**TEXTO DE LECTURA**
Débese advertir también que no porque la constitución señale límites y prescriba condiciones al ejercicio del poder ejecutivo permanentemente establecido, se podrá negar que es independiente, puesto que realmente lo será siempre y mientras obre y se contenga dentro de su esfera. No podrá ciertamente salir de ella, ni traspasar los límites ni quebrantar las condiciones que se le hubieren señalado; pero cuando los respetare y guardare, la misma constitución que los señaló y impuso protegerá su independencia en el ejercicio de la autoridad que le hubiere confiado, y le asegurará su conservación.
Esto supuesto, nadie dudará ya del sentido en que fue asentada la proposición que voy explicando, sin que sea necesario contraer esta doctrina a la constitución o leyes fundamentales de España, a que ser refería mi dictamen sobre la convocación de las Cortes. Porque cuáles sean, según estas leyes, el poder y derechos legítimos de nuestros monarcas, es generalmente conocido; que por ellos fueron siempre distinguidos con el título y denominación de soberanos, ninguno me parece lo negará. Ninguno tampoco, que pasa por un dogma constante de la política, sancionado por nuestras leyes, que la soberanía es indivisible. Luego en el sentido en que se dice que nuestro reyes son soberanos, será una herejía política decir que la soberanía reside en la nación.

**ÍTEMS EXTRAÍDOS**
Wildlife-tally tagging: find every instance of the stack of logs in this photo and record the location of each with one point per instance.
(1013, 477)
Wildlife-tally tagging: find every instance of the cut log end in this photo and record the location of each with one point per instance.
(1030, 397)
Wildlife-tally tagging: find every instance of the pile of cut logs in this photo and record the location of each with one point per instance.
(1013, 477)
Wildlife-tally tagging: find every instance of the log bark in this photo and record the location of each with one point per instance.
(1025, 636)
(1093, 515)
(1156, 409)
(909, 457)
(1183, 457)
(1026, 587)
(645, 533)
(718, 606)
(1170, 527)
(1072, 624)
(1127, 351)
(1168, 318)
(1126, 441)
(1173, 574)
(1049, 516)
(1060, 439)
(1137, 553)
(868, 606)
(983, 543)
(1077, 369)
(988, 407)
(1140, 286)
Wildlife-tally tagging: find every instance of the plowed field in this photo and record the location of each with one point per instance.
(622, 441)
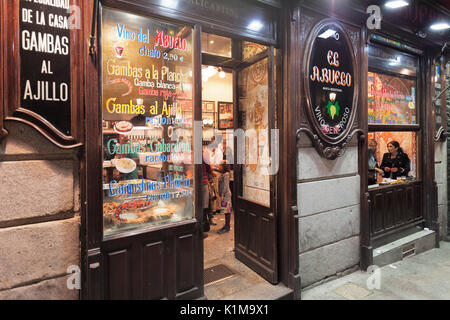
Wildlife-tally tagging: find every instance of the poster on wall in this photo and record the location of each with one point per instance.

**TAREAS PROPUESTAS**
[1] Según el texto de lectura, ¿por qué el poder ejecutivo sigue siendo independiente aunque la constitución le señale límites y condiciones? Responde en una a tres oraciones.
[2] Reproduce literalmente el fragmento del texto de lectura comprendido entre "Esto supuesto, nadie" y "en la nación.", ambos incluidos.

**RESPUESTAS ESPERADAS**
[1] El poder ejecutivo sigue siendo independiente porque lo será siempre que obre y se contenga dentro de su esfera. Además, cuando respete esos límites y guarde esas condiciones, la misma constitución que se los impuso protegerá su independencia y le asegurará su conservación.

[2]
Esto supuesto, nadie dudará ya del sentido en que fue asentada la proposición que voy explicando, sin que sea necesario contraer esta doctrina a la constitución o leyes fundamentales de España, a que ser refería mi dictamen sobre la convocación de las Cortes. Porque cuáles sean, según estas leyes, el poder y derechos legítimos de nuestros monarcas, es generalmente conocido; que por ellos fueron siempre distinguidos con el título y denominación de soberanos, ninguno me parece lo negará. Ninguno tampoco, que pasa por un dogma constante de la política, sancionado por nuestras leyes, que la soberanía es indivisible. Luego en el sentido en que se dice que nuestro reyes son soberanos, será una herejía política decir que la soberanía reside en la nación.